**Task statement:**
Your answer should be every line of the records that contains the word "mistakes".
#### Records for this exercise ####
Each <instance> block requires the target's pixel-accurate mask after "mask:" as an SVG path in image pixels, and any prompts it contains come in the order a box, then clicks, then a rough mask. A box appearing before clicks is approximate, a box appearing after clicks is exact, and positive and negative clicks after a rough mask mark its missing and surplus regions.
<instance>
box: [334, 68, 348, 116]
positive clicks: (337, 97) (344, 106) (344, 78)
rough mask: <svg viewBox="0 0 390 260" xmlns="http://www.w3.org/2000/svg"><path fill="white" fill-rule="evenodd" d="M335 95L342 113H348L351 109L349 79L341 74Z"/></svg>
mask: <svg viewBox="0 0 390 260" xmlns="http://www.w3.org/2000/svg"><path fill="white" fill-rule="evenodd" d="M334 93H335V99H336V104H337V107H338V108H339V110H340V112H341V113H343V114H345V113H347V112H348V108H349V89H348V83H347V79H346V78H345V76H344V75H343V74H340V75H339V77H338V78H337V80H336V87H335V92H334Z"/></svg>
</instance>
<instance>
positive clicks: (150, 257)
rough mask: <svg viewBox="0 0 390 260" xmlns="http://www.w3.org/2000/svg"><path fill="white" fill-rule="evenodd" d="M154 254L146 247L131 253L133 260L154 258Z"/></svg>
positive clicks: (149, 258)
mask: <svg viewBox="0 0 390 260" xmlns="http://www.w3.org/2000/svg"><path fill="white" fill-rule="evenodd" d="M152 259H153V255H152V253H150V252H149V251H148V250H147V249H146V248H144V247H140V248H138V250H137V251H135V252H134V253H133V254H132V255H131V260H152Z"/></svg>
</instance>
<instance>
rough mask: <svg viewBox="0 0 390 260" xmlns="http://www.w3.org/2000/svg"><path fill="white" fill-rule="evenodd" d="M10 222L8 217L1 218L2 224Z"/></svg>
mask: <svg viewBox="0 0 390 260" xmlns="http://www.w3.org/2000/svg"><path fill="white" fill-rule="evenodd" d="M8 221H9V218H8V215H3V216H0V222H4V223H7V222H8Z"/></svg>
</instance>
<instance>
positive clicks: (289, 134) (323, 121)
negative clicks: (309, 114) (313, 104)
####
#### Records for this exercise ####
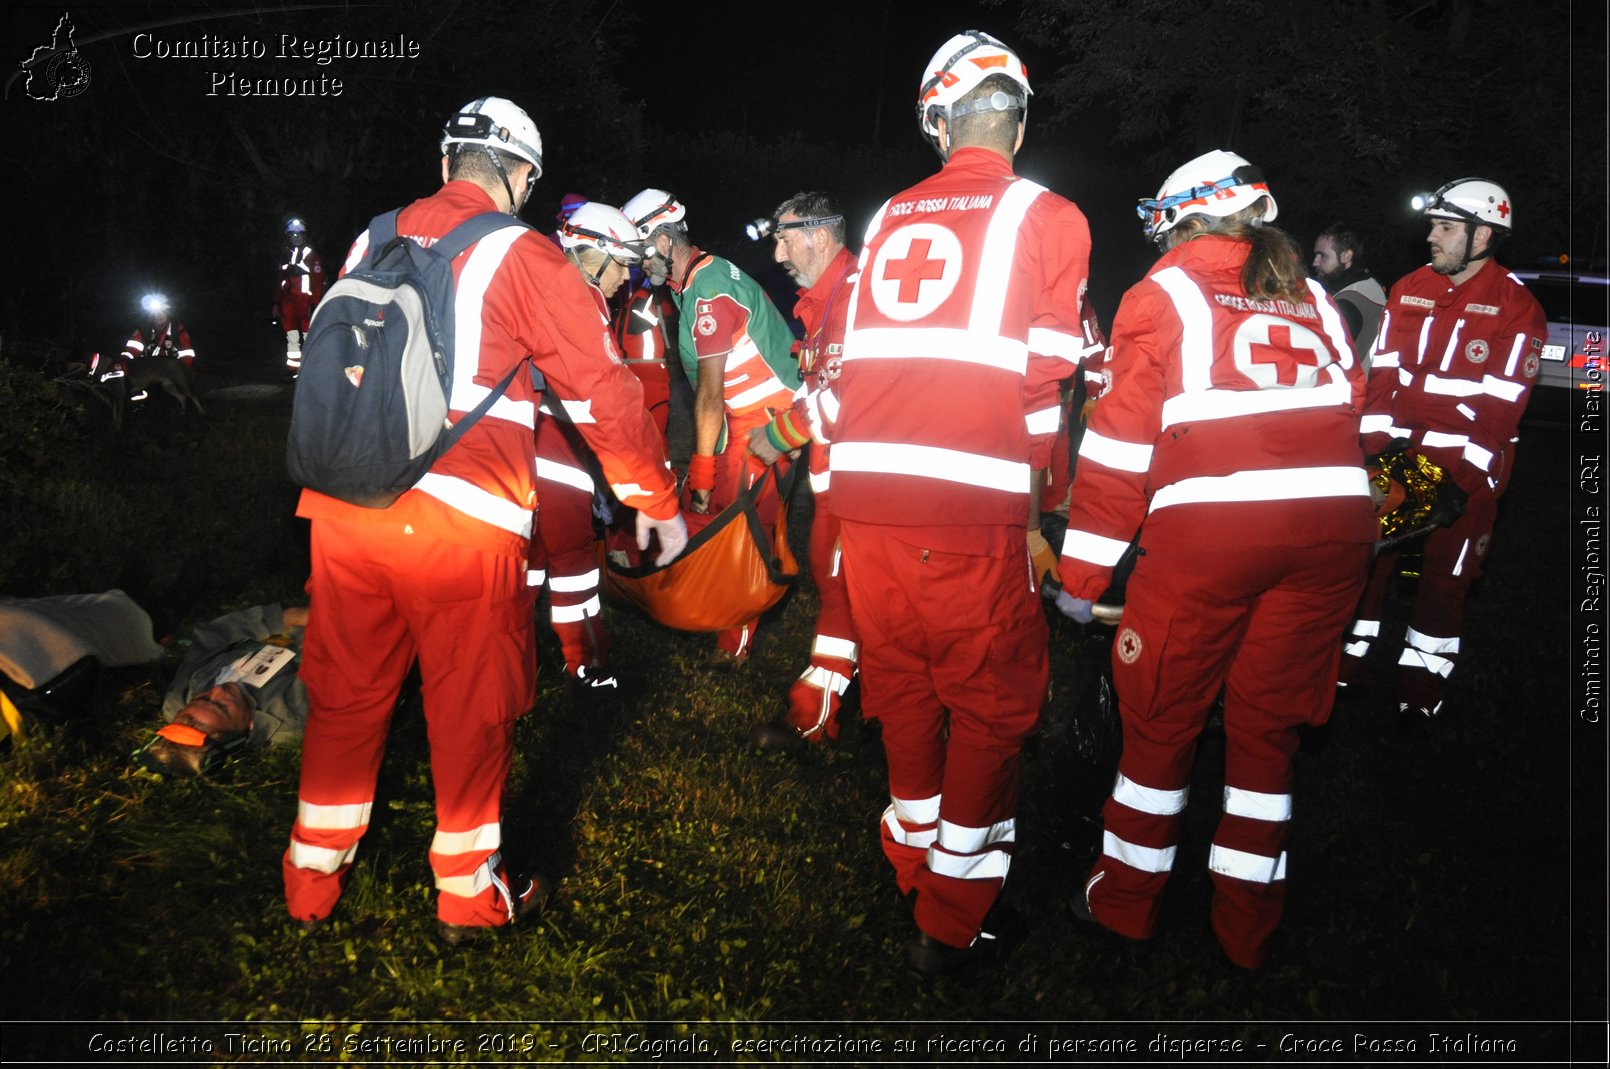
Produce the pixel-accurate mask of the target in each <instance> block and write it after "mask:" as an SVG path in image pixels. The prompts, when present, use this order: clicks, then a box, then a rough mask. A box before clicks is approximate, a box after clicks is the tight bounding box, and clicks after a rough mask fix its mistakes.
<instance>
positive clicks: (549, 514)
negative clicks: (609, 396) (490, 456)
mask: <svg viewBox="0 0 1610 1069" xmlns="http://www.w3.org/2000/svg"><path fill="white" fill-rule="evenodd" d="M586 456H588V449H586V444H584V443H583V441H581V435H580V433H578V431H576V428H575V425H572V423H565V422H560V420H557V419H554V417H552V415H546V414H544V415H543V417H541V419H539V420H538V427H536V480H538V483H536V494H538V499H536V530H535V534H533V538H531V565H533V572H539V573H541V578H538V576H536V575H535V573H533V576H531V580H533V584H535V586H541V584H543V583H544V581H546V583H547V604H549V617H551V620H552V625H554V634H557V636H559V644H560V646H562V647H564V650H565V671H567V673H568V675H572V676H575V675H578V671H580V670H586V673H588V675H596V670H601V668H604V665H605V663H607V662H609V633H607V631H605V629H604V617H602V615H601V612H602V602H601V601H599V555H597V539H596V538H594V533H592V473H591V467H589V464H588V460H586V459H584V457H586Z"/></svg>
####
#### Records for this exercise ####
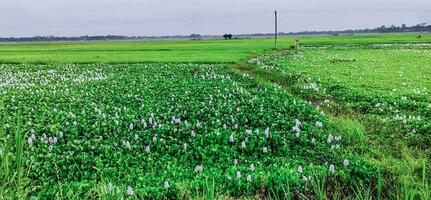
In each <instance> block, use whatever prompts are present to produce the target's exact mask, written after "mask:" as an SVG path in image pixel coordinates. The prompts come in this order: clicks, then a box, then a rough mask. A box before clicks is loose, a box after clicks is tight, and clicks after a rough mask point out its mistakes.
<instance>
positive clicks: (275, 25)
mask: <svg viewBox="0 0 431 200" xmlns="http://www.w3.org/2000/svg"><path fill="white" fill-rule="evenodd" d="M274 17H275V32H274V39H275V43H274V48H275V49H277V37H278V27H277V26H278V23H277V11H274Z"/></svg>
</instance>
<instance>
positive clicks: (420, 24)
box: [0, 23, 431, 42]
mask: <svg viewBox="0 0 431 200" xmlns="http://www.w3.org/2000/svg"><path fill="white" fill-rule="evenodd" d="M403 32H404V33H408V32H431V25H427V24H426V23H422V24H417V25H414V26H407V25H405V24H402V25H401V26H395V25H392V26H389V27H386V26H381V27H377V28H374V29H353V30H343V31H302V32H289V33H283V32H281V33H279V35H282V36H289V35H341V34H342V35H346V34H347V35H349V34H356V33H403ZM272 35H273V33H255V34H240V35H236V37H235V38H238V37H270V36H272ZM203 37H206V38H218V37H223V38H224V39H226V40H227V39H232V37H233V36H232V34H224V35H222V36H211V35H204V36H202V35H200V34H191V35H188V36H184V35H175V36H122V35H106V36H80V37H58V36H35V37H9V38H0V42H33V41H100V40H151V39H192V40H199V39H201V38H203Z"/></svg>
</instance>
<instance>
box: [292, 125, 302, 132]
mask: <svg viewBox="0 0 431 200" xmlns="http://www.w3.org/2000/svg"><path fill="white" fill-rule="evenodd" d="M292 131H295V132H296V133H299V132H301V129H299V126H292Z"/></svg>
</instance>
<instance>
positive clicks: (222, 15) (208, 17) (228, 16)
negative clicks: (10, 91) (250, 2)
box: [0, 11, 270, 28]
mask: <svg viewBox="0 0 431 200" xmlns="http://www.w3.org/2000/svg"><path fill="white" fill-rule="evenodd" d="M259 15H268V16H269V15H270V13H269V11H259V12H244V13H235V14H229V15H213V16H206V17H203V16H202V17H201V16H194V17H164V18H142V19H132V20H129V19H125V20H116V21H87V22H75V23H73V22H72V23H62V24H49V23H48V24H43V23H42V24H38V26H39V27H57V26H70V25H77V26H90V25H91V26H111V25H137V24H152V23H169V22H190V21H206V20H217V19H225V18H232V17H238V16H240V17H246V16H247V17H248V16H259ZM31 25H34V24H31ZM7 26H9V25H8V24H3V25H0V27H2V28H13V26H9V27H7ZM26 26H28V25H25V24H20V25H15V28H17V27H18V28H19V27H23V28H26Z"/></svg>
####
**Answer box:**
Produce the pixel-accurate mask of the target in each <instance> block and write it after "mask:" as an SVG path in image pixels. The prompts, when present, use this order: clicks, then a box, then a rough mask. A box before clicks is approximate, a box after clicks is the tight bounding box, and clicks after a rough mask fix its mistakes.
In each <instance> block, use whatever prompts are present to produce the target's exact mask, written after "mask:" as an SVG path in image pixel coordinates. The prompts come in this order: clicks, then a box, then a rough mask. A box before clicks is loose, a box after clicks is tight, and clicks after a rough mask point out its mistakes.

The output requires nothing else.